For the records below, reproduce exactly the line that contains "Locate the glass" and all subsequent lines, with nothing left out and nothing added.

*SOURCE MATERIAL*
● ● ●

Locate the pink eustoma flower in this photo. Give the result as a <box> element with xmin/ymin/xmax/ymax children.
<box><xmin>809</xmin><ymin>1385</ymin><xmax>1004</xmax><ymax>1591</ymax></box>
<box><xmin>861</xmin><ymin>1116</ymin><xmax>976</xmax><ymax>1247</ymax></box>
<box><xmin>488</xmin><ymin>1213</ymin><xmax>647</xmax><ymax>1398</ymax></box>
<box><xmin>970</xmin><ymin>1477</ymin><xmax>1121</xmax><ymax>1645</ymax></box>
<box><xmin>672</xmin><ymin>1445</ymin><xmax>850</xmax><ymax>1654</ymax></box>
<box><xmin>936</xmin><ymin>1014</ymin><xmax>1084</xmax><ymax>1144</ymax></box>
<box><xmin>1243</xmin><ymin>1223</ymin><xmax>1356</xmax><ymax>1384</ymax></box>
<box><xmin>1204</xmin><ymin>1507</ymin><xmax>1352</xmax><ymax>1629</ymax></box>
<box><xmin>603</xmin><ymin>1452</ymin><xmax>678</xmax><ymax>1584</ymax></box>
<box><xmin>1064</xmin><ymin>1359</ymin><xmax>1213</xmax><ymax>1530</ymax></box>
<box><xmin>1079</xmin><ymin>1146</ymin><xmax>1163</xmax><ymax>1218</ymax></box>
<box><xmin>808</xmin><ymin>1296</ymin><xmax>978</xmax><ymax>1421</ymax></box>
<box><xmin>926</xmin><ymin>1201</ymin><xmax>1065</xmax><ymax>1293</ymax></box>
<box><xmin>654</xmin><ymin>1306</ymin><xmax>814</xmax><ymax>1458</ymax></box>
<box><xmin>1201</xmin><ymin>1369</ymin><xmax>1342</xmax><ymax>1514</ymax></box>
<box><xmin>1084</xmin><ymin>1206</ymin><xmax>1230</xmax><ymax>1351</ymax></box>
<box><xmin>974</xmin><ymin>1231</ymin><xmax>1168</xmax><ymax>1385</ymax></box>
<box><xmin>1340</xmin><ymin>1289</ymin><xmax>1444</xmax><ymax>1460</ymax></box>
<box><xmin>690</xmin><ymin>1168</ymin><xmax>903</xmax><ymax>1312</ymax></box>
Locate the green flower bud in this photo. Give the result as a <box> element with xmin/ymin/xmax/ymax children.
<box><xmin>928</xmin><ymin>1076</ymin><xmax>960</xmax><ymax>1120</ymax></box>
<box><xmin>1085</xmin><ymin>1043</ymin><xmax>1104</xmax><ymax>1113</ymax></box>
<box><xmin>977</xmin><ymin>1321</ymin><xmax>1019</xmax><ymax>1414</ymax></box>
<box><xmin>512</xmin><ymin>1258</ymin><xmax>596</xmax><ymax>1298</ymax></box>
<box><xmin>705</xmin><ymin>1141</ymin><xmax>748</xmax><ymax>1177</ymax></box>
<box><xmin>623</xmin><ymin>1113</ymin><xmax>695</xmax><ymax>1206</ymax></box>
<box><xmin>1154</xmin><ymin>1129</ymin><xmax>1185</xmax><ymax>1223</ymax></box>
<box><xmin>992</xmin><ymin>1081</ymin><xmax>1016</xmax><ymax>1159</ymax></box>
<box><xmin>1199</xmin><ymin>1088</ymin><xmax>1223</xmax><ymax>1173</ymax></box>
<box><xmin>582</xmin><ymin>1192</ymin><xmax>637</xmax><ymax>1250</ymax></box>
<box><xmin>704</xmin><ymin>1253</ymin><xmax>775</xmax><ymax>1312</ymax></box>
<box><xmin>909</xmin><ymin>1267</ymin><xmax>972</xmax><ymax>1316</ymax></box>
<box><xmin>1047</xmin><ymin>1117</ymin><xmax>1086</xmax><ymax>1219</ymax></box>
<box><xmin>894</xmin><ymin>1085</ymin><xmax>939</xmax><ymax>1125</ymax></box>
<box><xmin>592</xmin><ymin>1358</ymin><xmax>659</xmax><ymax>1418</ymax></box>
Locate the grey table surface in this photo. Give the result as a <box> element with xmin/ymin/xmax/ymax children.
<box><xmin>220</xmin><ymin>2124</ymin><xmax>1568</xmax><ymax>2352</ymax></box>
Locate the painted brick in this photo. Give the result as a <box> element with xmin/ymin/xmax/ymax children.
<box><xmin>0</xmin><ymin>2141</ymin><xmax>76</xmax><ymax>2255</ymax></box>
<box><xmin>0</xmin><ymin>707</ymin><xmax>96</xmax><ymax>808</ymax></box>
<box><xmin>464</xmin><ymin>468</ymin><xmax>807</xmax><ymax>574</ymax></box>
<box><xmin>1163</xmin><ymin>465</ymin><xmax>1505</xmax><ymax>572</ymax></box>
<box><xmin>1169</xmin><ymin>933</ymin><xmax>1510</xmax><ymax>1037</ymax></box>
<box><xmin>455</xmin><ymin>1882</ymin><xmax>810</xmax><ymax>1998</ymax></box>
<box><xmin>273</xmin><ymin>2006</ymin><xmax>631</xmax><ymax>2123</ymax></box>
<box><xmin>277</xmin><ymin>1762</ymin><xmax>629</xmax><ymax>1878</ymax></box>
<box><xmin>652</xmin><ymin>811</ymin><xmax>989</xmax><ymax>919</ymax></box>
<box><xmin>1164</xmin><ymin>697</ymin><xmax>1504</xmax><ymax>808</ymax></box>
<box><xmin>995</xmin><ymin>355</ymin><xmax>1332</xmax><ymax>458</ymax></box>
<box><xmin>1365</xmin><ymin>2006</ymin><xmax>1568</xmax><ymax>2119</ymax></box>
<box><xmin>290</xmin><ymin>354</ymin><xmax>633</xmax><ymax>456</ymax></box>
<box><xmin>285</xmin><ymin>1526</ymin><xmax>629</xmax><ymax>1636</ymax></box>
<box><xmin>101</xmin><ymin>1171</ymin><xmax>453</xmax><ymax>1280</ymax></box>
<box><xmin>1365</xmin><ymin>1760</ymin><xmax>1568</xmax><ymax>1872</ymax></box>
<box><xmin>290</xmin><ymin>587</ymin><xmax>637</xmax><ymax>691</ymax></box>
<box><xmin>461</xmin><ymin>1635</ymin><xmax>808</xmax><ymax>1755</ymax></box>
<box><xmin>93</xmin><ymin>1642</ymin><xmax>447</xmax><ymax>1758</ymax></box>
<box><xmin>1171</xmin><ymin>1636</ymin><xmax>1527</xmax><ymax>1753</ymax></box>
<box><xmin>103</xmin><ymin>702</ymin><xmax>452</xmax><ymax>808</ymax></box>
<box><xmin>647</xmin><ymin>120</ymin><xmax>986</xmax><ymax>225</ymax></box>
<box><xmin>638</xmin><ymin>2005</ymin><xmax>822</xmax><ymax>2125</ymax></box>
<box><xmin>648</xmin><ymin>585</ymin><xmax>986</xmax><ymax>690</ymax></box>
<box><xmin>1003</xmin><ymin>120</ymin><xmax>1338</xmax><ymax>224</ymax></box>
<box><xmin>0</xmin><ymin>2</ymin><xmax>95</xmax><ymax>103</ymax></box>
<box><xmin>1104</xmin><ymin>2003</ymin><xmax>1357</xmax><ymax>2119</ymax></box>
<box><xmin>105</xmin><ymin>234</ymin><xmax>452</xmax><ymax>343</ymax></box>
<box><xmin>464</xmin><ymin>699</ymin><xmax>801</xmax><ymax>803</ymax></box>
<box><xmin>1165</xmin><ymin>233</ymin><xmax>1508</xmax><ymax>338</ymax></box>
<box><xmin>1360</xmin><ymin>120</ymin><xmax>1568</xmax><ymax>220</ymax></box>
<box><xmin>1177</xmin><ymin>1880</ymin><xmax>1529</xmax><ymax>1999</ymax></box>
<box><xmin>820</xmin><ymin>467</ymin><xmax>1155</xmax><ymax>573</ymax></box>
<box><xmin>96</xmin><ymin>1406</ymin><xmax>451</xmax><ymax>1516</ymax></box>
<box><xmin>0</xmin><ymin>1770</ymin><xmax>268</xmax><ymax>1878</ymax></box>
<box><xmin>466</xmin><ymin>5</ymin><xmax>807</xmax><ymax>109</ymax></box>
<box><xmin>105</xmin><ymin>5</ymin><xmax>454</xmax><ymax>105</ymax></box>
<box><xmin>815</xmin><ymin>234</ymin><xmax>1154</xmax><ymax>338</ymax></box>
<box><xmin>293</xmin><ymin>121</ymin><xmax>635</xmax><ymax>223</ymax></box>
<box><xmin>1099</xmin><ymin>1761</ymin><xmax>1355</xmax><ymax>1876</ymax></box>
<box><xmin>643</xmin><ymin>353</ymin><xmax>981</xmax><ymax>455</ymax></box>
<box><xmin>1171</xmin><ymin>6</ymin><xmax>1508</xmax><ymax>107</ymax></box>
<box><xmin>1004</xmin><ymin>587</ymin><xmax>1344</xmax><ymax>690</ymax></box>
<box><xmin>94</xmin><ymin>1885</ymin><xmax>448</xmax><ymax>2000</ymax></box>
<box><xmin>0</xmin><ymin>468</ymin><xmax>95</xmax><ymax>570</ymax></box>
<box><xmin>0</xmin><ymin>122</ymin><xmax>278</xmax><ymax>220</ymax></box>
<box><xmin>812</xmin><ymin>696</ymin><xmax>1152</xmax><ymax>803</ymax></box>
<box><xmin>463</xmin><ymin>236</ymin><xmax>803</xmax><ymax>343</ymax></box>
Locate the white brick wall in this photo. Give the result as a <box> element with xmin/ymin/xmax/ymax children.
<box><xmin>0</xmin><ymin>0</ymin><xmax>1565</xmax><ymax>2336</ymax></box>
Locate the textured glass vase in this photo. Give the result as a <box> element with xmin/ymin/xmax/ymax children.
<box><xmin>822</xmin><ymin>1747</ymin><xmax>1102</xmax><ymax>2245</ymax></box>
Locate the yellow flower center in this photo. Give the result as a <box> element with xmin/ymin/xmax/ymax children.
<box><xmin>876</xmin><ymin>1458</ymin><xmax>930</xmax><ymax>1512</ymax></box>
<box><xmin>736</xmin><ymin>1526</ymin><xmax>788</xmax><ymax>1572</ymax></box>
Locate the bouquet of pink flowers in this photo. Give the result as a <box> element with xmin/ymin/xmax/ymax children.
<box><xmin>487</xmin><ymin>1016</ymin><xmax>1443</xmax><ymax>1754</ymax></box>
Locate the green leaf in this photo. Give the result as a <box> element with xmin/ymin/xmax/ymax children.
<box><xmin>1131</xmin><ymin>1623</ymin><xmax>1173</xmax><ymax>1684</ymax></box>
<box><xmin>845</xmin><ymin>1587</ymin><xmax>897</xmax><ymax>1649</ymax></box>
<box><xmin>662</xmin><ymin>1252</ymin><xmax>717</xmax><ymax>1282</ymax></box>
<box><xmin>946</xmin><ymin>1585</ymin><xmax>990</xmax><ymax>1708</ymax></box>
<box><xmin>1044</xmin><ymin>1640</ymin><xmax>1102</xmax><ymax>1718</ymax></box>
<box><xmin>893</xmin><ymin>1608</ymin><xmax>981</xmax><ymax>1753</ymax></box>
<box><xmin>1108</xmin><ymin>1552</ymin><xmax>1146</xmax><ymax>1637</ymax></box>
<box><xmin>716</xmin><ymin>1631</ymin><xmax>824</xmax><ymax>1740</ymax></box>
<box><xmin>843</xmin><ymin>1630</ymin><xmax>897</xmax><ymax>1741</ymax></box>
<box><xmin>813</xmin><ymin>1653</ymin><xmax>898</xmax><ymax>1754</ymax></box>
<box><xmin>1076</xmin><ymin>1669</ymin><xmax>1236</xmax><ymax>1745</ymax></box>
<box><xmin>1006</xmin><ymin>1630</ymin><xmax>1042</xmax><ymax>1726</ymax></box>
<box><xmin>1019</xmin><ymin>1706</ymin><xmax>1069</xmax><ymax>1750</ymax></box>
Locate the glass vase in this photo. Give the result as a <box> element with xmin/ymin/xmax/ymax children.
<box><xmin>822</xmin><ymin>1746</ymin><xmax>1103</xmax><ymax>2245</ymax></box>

● ● ●

*EXERCISE RESPONSE*
Locate the glass vase in this photo. Give the result as a <box> element with xmin/ymin/xmax/ymax children.
<box><xmin>822</xmin><ymin>1746</ymin><xmax>1103</xmax><ymax>2245</ymax></box>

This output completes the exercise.